**WHAT TO DO**
Every entry in the listing below has to be given again exactly.

==== PROVIDED ENTRIES ====

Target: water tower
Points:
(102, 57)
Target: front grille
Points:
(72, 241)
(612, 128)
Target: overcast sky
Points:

====

**RESULT OF THE EXERCISE**
Target: water tower
Points:
(102, 57)
Target: front grille
Points:
(72, 241)
(612, 128)
Target: overcast sky
Points:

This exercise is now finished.